Return nothing but the lines from the line containing "Locate every instance of the rear door" through the last line of the records, reproduced exactly.

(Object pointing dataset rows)
==================================================
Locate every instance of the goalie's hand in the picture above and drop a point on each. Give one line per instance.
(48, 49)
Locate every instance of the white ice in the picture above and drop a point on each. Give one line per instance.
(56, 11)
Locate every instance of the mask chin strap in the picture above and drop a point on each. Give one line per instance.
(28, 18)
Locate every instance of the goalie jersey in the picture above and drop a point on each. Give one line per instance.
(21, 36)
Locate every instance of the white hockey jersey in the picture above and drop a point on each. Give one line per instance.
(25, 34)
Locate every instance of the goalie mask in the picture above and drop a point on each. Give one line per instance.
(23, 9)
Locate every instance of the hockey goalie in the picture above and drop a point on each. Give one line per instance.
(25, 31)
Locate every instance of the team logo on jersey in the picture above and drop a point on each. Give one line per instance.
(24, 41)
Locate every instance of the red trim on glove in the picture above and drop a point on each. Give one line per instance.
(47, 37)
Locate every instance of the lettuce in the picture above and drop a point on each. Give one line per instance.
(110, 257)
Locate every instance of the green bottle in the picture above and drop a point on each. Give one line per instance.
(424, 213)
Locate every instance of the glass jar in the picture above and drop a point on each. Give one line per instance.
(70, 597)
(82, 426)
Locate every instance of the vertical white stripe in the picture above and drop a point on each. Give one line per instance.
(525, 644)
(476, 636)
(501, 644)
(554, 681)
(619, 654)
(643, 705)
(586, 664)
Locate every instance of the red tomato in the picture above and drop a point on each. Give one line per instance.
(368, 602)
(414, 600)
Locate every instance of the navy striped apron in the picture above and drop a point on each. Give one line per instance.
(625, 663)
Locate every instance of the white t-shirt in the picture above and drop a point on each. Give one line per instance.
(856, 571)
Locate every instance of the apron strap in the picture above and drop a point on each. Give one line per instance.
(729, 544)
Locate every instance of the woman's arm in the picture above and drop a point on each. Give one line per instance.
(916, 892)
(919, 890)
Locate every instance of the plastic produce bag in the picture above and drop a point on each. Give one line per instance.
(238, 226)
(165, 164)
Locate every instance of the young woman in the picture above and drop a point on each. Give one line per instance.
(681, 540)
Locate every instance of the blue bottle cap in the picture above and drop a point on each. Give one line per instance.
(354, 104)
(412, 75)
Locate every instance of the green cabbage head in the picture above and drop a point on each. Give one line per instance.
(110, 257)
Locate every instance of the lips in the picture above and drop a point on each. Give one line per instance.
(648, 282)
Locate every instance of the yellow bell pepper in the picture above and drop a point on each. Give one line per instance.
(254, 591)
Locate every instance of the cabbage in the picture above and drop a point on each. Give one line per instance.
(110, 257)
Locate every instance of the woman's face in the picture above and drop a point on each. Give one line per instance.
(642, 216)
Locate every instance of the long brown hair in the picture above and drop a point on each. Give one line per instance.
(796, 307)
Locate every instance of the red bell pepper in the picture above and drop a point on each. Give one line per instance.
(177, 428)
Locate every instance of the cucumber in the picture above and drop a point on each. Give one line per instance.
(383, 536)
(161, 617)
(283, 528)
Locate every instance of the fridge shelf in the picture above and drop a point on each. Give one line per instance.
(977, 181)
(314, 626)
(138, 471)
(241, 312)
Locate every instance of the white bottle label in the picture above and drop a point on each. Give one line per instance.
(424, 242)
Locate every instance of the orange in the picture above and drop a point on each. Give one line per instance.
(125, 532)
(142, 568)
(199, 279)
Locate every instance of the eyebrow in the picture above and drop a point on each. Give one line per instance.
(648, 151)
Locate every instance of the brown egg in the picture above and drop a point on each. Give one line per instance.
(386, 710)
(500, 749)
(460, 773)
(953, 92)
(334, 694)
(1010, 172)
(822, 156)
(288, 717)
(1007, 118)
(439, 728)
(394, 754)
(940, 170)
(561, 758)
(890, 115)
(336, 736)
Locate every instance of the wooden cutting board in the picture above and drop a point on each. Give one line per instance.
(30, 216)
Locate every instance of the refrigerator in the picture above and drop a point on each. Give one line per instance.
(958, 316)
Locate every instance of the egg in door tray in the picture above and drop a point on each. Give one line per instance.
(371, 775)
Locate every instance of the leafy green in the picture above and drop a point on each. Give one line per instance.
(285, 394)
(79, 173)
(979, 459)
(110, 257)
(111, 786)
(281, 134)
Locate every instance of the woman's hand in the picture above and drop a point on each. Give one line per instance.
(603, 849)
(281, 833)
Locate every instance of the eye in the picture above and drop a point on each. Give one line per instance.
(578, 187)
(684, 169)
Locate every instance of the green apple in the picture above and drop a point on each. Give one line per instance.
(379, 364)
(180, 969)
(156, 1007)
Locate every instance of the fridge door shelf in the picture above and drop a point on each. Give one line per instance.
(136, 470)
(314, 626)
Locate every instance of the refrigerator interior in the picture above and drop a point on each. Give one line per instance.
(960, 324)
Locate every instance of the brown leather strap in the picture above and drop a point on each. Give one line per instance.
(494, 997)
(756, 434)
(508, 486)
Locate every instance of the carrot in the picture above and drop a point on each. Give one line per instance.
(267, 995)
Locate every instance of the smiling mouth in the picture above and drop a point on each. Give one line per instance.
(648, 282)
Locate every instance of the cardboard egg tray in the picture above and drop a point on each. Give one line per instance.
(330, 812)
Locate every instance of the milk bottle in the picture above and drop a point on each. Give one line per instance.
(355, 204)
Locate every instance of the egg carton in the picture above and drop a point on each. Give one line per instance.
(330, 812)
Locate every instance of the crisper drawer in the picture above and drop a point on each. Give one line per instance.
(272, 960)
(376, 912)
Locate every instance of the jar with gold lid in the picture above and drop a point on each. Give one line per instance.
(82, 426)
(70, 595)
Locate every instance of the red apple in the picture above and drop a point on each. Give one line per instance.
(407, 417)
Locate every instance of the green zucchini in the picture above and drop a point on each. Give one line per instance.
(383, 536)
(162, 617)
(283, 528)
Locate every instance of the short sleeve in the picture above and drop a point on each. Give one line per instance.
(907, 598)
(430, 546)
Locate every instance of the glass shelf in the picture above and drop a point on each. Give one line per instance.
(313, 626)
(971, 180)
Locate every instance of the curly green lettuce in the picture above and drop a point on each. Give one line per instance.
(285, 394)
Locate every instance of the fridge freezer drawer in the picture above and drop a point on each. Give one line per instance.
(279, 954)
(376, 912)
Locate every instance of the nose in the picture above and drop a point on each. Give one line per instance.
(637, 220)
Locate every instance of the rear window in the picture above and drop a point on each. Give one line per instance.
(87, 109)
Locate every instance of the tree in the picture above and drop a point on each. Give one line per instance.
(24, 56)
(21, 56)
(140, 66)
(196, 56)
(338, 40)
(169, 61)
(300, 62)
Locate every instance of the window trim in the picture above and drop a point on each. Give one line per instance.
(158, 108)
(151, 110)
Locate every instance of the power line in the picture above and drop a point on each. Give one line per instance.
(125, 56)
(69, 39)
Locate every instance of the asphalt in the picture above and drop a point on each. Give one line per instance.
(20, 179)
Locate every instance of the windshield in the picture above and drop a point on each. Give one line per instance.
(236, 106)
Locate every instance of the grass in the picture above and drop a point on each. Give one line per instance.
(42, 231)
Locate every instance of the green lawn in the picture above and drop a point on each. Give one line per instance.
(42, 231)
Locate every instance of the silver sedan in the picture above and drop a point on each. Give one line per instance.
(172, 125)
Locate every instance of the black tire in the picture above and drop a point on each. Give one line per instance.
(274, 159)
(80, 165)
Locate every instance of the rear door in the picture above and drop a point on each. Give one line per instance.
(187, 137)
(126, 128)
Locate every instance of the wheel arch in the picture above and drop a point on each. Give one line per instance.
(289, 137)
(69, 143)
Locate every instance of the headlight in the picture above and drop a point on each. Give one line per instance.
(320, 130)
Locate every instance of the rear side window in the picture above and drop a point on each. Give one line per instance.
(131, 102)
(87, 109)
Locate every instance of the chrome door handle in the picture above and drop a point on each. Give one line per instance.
==================================================
**Answer:**
Locate every instance of the rear door in the picture above and drop a point on each. Give one line per instance.
(187, 137)
(126, 128)
Locate every instance of the wheel arch in the picture above and drop a point on each. Give one line per instance.
(289, 137)
(69, 143)
Locate every instance of the headlight in the picture above and drop a point on each. Give one line per instance.
(320, 130)
Locate every instance of the rear side window in the picture above and drop a point on each. Give one line per instance.
(131, 102)
(87, 109)
Locate every instance of the chrome door handle in the picture above and drop a point on each. Give one line per instance.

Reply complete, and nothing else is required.